===== INPUT DATA

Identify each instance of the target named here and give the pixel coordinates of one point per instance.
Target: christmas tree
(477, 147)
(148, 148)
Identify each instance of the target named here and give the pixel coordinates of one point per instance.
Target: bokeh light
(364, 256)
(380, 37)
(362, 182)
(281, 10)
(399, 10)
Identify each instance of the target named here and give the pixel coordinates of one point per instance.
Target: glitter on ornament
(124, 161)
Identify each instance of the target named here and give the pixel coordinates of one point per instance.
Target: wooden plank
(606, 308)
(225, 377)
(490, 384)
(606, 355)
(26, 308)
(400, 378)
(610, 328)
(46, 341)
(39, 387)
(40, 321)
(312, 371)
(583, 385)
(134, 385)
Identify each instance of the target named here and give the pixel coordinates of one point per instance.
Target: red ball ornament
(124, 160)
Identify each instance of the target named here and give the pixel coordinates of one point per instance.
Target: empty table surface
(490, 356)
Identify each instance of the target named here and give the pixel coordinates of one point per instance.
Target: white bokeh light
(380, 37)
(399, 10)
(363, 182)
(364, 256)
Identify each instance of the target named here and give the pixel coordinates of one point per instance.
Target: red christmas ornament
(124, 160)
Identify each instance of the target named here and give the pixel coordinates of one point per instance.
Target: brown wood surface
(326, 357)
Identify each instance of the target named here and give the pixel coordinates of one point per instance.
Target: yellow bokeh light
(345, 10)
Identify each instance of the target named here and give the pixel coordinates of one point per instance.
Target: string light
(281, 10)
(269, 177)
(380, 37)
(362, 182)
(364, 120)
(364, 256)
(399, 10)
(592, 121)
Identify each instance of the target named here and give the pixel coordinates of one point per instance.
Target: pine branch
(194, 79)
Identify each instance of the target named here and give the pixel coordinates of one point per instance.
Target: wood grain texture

==========

PROBLEM TO SOLVE:
All lines from the one holding "Target: brown wood surface" through the final line of the material must be set down exactly, and nothing else may be added.

EXPECTED ANSWER:
Target: brown wood surface
(326, 357)
Identify each instance of the target named here and give the pixel coordinates of one point per instance.
Target: yellow bokeh light
(345, 10)
Identify each instance of the target named here and give the pixel coordinates of one point per instance.
Target: string light
(281, 10)
(269, 177)
(380, 37)
(362, 182)
(364, 120)
(364, 256)
(399, 10)
(592, 121)
Identify each instance of the target named here and give the pixel coordinates of one point per instance.
Target: pine branch
(194, 79)
Identify each instance of the target named here and give the pixel coordinates of one point per instance.
Target: wood grain texture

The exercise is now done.